Set task: Copy out verbatim the stretch of the rows below from the line containing "Could you point to the empty" through the final row, including both ends.

Given data:
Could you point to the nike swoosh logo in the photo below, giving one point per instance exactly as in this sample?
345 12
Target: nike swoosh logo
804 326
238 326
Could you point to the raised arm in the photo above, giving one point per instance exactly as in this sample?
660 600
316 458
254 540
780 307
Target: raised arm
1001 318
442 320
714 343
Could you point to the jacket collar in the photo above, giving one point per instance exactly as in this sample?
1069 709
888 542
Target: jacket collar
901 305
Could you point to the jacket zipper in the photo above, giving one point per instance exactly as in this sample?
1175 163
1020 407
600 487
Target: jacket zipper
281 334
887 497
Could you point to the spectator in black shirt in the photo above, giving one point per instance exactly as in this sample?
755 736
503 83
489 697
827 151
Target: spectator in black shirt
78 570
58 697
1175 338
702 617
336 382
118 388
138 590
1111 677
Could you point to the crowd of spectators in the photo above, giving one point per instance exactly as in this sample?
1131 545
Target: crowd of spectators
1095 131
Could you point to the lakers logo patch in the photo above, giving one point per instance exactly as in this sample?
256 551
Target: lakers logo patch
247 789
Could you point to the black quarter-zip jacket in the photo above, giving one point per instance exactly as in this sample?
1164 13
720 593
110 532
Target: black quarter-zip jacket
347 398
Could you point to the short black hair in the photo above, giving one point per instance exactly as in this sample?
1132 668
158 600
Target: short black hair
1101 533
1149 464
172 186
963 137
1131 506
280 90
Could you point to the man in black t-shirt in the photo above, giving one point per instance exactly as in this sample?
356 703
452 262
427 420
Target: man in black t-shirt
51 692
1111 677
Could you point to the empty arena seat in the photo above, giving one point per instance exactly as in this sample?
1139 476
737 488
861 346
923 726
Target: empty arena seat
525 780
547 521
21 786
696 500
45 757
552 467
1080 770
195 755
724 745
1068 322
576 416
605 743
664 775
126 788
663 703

Task solution:
Could you point to the empty arena seat in the photo above, giving one point per instance exactly as in this sample?
1139 476
737 488
861 346
923 726
Target: empty arena seat
525 780
547 521
21 786
696 500
45 757
552 467
1080 770
195 755
724 745
1068 322
576 416
605 743
664 775
126 788
663 703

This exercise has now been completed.